- Source excerpt -

····················

Courtesy of Nicholas Murray, director of beverage and food, Renaissance Hotels, Toledo, OH
Native to Sicily, the Nero d’Avola grape produces wines with a dark, robust character. It’s the right choice for this variation on the New York Sour. A float of the full-bodied red wine adds acidity and a striking ruby hue.
- 2 ounces Bulleit Rye Whiskey
- ¼ ounce orange liqueur
- 1 ounce simple syrup
- 1 ounce lemon juice
- 1 ounce Nero d’Avola
- Brandied cherry, for garnish
In cocktail shaker filled with ice, combine first four ingredients. Shake well, and strain into rocks glass over fresh ice. Gently pour Nero d’Avola over back side of spoon to float atop drink. Garnish with brandied cherry.
Courtesy of McLain Hedges, beverage director, Morin, Denver
A complex take on the classic Dirty Martini, the surprise ingredient here is an orange wine from Umbria, a mix of Grechetto, Malvasia, Chardonnay and Sauvignon Blanc. “The wine itself is beautifully aromatic, structured, briny and a bit funky,” says Hedges. It lends depth and aromatics to the finished cocktail. “Picture sitting on the Mediterranean, snacking on sardines and olives and knocking back a few of these as an afternoon retreat,” he says.
- 1½ ounces Hendricks Gin
- 1 ounce Paolo Bea Santa Chiara
- ¼ ounce olive brine
- 4 dashes blanc rhum agricole
- 2 dashes orange bitters
- Pickles and pickled vegetables, for garnish
Combine all ingredients except garnish in mixing glass filled with ice. Stir well, and strain into stemmed cocktail glass. Garnish with pickles and pickled vegetables.

····················

- Short exercise 1 -
Count the lines in the records below that contain the string "tree". Give only the number.

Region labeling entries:
····················

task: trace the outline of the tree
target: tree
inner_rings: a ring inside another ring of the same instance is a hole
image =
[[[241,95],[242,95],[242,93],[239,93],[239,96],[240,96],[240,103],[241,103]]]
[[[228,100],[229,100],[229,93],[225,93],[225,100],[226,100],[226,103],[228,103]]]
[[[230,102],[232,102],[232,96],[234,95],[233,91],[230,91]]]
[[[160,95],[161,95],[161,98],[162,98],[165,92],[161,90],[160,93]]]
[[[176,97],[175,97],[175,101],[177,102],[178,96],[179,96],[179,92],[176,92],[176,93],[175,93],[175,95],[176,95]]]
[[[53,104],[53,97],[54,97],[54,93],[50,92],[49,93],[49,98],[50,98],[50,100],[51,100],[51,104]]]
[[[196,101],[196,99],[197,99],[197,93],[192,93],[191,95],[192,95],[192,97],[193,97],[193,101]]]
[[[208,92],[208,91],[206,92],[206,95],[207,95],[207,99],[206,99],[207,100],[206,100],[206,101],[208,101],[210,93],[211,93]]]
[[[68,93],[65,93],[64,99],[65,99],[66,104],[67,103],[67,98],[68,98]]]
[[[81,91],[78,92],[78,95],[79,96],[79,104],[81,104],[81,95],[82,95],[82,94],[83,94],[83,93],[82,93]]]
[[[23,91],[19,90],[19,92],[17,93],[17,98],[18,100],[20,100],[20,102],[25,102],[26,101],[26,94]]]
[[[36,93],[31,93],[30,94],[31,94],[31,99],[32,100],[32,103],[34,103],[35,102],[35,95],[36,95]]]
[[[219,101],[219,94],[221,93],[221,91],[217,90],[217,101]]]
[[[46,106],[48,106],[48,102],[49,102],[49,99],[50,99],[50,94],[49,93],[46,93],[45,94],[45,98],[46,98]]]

····················

- Short exercise 2 -
Please output the stretch of the cocktail recipes from "Courtesy of Nicholas" through "striking ruby hue.", copied word for word.

- Correct response 1 -
2

- Correct response 2 -
Courtesy of Nicholas Murray, director of beverage and food, Renaissance Hotels, Toledo, OH
Native to Sicily, the Nero d’Avola grape produces wines with a dark, robust character. It’s the right choice for this variation on the New York Sour. A float of the full-bodied red wine adds acidity and a striking ruby hue.